OBJECTIVE: Copy the records again from the line containing "on the copper" through the end of the records, keeping the requests. Scale every answer coordinate by 1.3 and round each to a whole number, halves up, but leave the numbers in the requests and their format samples unchanged.

Position annotation records
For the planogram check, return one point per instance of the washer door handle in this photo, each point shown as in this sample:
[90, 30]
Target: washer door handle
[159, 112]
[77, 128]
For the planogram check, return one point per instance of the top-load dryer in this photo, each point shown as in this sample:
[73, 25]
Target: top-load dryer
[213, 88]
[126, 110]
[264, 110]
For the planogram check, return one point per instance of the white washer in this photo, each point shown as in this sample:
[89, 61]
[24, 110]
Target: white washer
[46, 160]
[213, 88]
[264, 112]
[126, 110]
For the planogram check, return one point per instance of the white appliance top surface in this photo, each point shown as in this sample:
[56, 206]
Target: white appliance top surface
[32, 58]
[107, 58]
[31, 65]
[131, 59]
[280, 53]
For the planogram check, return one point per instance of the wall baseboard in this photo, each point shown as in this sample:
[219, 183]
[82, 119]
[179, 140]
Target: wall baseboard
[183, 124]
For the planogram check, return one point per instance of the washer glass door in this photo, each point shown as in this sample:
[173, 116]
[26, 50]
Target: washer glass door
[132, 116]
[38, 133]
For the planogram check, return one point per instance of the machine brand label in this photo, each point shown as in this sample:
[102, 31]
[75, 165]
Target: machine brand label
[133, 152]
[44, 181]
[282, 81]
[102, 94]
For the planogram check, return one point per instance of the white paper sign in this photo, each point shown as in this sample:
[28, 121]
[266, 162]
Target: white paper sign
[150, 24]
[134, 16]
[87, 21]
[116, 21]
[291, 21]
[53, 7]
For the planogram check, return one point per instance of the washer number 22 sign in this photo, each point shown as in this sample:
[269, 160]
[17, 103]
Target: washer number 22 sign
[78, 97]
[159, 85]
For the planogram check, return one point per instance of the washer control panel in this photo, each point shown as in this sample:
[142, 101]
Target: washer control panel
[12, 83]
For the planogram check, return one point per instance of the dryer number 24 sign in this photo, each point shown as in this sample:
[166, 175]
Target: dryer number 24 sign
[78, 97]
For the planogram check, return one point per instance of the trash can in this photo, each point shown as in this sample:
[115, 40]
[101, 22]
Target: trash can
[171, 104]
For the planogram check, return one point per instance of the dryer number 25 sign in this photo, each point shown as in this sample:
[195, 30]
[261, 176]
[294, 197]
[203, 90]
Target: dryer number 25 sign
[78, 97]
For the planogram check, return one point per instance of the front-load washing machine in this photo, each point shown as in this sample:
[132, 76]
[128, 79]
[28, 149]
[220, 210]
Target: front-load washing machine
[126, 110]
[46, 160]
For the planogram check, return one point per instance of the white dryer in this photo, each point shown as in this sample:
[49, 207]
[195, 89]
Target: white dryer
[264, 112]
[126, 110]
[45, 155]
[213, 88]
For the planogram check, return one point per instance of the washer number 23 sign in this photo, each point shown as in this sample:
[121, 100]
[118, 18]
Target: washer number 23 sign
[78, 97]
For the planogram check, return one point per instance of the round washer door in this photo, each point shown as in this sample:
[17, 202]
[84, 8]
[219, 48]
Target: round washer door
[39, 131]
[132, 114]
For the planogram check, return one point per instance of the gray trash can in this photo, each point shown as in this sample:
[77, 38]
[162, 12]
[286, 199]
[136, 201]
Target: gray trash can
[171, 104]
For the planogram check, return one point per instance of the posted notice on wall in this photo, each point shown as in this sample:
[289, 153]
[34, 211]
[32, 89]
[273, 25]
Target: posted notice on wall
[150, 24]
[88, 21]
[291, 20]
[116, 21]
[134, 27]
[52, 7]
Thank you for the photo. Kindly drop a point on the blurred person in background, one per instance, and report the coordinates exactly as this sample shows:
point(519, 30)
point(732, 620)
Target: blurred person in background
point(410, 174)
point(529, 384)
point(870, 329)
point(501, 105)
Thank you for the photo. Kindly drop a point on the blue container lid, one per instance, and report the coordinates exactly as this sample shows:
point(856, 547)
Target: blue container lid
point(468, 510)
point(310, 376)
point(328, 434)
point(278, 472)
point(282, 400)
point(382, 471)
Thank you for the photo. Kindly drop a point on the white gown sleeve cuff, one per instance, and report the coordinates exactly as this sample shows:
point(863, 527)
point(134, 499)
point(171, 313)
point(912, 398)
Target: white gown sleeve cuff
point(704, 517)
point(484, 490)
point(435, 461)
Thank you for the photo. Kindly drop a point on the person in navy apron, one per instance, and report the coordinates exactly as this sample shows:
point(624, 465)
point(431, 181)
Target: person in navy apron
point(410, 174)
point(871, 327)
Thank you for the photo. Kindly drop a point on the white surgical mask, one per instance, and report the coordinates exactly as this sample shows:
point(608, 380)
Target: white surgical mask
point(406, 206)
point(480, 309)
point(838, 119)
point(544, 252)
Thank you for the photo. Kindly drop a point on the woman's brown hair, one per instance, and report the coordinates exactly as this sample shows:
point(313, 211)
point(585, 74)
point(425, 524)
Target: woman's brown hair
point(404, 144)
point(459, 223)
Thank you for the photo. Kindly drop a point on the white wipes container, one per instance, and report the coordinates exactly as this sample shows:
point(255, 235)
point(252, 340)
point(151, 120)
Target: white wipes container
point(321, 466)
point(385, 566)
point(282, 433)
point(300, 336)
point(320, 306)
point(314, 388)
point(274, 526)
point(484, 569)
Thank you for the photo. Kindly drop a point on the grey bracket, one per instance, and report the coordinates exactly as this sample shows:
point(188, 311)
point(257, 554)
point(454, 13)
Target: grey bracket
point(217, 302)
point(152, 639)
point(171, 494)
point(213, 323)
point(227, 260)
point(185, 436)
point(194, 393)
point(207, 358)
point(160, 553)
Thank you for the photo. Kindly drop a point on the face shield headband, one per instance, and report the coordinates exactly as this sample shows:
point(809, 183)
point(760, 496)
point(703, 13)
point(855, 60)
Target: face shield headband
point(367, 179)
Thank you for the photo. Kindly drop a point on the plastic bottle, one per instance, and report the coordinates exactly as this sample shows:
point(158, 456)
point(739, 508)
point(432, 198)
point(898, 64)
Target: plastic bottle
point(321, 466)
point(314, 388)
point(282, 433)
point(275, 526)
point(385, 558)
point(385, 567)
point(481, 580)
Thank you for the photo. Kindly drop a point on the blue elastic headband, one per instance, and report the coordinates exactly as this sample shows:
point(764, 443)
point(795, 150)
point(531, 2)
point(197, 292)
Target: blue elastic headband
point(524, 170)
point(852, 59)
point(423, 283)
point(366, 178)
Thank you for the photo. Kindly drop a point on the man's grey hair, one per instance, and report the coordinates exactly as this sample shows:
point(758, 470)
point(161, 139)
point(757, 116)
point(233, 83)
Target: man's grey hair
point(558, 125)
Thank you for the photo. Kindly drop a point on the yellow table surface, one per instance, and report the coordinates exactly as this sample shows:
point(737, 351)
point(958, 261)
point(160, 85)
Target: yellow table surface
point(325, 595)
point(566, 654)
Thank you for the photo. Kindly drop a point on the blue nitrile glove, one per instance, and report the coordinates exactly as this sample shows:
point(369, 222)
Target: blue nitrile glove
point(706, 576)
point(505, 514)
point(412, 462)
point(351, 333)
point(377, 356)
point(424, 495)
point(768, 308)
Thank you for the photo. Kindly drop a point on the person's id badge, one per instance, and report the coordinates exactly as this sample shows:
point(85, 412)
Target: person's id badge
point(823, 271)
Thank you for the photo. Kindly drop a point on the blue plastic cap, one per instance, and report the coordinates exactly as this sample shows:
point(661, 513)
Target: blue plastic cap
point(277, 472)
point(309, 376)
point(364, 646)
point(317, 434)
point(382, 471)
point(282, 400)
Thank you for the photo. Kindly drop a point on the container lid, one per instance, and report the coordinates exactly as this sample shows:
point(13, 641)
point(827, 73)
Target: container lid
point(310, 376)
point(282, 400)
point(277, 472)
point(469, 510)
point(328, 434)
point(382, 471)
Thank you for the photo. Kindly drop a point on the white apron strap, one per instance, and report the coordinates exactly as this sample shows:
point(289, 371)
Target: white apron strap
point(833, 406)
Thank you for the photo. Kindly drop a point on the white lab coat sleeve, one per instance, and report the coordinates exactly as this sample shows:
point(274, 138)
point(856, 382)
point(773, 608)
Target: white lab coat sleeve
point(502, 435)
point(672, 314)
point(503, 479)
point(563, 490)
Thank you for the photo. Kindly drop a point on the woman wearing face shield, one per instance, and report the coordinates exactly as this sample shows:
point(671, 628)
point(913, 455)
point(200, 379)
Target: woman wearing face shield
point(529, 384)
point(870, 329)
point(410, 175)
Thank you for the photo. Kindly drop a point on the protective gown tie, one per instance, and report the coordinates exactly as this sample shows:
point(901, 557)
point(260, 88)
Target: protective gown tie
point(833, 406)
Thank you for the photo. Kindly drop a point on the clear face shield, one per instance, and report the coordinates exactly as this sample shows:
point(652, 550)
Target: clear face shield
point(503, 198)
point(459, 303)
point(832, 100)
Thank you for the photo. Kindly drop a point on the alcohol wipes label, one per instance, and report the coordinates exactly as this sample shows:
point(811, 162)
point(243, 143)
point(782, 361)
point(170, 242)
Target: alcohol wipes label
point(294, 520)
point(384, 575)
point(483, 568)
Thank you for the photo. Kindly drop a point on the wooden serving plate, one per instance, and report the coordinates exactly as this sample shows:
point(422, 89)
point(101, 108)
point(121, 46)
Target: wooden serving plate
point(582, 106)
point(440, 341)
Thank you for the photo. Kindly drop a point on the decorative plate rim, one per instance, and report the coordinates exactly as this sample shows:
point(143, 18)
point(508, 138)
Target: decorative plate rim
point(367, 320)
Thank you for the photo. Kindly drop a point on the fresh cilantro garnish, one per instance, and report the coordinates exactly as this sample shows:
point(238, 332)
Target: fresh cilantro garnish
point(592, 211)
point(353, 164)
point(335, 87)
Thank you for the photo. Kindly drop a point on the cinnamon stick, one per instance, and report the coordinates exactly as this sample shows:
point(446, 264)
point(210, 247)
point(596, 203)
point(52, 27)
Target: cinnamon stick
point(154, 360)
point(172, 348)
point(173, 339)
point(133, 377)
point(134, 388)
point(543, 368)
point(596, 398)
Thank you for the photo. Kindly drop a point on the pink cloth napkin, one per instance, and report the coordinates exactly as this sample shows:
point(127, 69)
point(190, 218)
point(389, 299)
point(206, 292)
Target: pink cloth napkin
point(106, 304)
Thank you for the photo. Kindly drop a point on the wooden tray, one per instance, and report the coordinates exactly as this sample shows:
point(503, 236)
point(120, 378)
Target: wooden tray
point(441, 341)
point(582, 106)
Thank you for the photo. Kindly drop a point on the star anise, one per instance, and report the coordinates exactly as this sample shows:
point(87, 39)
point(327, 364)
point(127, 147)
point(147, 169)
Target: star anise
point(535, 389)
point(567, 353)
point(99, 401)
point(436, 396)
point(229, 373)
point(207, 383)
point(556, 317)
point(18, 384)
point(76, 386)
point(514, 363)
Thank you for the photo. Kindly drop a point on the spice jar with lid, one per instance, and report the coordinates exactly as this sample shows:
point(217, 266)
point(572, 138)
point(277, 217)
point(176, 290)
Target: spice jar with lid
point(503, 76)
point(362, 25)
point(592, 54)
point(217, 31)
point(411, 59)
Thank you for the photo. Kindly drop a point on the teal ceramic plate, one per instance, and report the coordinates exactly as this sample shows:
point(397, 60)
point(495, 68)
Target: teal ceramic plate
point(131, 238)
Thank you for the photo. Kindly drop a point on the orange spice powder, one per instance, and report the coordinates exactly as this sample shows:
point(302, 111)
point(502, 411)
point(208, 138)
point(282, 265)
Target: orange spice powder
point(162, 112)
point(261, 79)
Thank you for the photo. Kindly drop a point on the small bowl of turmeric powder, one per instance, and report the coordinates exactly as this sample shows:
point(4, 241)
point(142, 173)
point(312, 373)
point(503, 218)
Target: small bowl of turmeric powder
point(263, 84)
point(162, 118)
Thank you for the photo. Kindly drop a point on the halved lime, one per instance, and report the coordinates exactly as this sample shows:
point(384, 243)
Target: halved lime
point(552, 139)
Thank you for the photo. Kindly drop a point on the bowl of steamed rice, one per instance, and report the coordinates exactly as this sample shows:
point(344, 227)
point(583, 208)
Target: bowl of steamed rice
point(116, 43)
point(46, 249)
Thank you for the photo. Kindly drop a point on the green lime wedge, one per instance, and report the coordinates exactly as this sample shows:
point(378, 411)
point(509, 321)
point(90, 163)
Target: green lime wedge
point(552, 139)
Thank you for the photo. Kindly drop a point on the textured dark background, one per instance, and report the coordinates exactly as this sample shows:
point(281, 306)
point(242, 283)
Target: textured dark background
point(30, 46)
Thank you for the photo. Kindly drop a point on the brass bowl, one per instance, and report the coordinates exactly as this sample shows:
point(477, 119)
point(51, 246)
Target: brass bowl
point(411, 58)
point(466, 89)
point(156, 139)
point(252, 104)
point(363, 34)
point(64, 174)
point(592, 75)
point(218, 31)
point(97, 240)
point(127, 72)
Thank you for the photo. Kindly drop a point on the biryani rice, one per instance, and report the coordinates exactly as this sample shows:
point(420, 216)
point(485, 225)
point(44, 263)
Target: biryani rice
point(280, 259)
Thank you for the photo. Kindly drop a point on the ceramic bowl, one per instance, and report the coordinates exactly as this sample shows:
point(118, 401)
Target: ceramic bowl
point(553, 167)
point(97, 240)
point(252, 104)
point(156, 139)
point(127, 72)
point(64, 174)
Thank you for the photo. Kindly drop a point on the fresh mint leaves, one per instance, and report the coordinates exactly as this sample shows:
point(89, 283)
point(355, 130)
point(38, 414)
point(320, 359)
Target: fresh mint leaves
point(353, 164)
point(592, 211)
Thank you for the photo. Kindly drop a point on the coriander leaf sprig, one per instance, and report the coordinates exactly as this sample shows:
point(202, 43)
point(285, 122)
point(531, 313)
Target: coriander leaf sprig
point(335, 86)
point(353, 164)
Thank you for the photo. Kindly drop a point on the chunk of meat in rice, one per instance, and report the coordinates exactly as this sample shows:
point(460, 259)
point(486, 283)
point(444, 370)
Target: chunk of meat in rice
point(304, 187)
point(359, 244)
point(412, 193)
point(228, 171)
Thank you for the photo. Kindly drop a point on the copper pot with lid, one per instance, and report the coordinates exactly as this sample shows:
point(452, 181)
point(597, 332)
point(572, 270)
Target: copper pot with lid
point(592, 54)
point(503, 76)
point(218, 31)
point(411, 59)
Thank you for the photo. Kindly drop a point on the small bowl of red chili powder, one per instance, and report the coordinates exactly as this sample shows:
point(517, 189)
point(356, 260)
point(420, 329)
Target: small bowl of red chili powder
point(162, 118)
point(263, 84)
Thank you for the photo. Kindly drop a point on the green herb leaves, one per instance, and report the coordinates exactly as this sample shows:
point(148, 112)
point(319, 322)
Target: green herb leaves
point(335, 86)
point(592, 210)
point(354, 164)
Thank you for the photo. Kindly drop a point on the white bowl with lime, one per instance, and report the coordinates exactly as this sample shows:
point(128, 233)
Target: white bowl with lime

CORRECT ANSWER:
Thank you for the photo. Kindly drop a point on the copper pot with lid, one per instance, and report the coordinates exactly as this sample shows:
point(452, 181)
point(597, 332)
point(572, 270)
Target: copper pot with lid
point(770, 70)
point(654, 99)
point(283, 40)
point(534, 77)
Thank you for the photo. Kindly drop a point on the small bowl of red chili powder, one per instance, and report the coordinates exactly as this sample shows:
point(517, 189)
point(356, 260)
point(420, 329)
Target: small bowl of red chili powder
point(211, 153)
point(342, 109)
Thank you for the photo. Kindly drop a point on the green herb leaves, one per instance, and report the coordinates exactly as this sample shows:
point(148, 112)
point(319, 322)
Target: green herb leaves
point(436, 112)
point(770, 273)
point(460, 213)
Thank you for the photo. Kindly drop a point on the white bowl with lime, one per instance, and report the coordinates exactly as this sample shows:
point(128, 233)
Target: white bowl with lime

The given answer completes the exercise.